■ **EXERCICE**
Dans l'article sur la visite de Benoît XVI au Royaume-Uni, recopiez tout le passage qui va de « Dans ce pays » jusqu'à « des élections législatives. », en substituant « vives » à « violentes ».

■ **EXTRAIT À LIRE**
Royaume-Uni : Tensions autour de la visite de Benoît XVI

Vingt-huit ans après Jean-Paul II, le Vatican a officiellement annoncé la venue du souverain pontife en Grande-Bretagne du 16 au 19 septembre 2010. Cette première visite de Benoît XVI en terre anglicane, ne sera que la seconde d’un pape depuis la Réforme au XVIe siècle.
Dans ce pays à forte tradition anti-papiste, l’annonce de ce séjour a ravivé les tensions suscitées par le discours du Saint-Père aux évêques britanniques en visite Ad limina, au début du moins de février 2010 (voir DICI n°211). Benoît XVI avait alors exhorté les prélats britanniques à manifester leur opposition au projet de loi, en cours de discussion, visant à protéger les homosexuels des « discriminations » dont ils feraient l’objet. Ses critiques contre un projet du gouvernement de Gordon Brown avaient provoqué de violentes réactions, certains l'accusant d'ingérence dans la politique britannique à quelques mois des élections législatives.
Ce déplacement intervient également moins d’un an après l´annonce par l´Eglise catholique de sa décision d´accueillir des dissidents de la Communion anglicane en pleine crise (voir DICI n°205). Le climat du dialogue entre les « interlocuteurs œcuméniques », selon les mots du cardinal Walter Kasper, en avait été troublé, même si depuis Benoît XVI a rencontré le primat anglican, Rowan Williams (voir DICI n°206).
Une plainte contre le pape ?

[Enregistrements d'annotation de position]
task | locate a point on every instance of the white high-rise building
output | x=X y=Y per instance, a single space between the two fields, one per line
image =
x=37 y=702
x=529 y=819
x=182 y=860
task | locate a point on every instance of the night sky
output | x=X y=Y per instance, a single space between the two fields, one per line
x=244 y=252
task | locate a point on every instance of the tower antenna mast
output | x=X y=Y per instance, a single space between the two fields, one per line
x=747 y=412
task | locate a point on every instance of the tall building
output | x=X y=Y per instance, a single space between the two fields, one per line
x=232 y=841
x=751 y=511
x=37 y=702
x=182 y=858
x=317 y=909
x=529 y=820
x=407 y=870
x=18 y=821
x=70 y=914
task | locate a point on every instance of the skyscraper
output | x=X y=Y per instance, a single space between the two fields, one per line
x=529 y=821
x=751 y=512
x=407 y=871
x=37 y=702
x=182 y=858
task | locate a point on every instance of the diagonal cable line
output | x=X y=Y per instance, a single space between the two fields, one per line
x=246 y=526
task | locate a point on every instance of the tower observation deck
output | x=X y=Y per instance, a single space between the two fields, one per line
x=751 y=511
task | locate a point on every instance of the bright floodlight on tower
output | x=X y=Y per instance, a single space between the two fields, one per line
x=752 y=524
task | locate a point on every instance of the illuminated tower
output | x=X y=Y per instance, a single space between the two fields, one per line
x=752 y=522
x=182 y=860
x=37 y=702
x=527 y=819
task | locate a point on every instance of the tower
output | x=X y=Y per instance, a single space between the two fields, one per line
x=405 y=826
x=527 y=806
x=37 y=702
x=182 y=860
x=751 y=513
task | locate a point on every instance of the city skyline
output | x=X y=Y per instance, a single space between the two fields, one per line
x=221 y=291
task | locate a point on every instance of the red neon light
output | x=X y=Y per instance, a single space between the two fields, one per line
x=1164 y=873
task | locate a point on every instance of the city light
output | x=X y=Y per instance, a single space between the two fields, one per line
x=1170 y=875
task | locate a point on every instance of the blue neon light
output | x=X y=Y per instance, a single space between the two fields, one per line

■ **CORRIGÉ**
Dans ce pays à forte tradition anti-papiste, l’annonce de ce séjour a ravivé les tensions suscitées par le discours du Saint-Père aux évêques britanniques en visite Ad limina, au début du moins de février 2010 (voir DICI n°211). Benoît XVI avait alors exhorté les prélats britanniques à manifester leur opposition au projet de loi, en cours de discussion, visant à protéger les homosexuels des « discriminations » dont ils feraient l’objet. Ses critiques contre un projet du gouvernement de Gordon Brown avaient provoqué de vives réactions, certains l'accusant d'ingérence dans la politique britannique à quelques mois des élections législatives.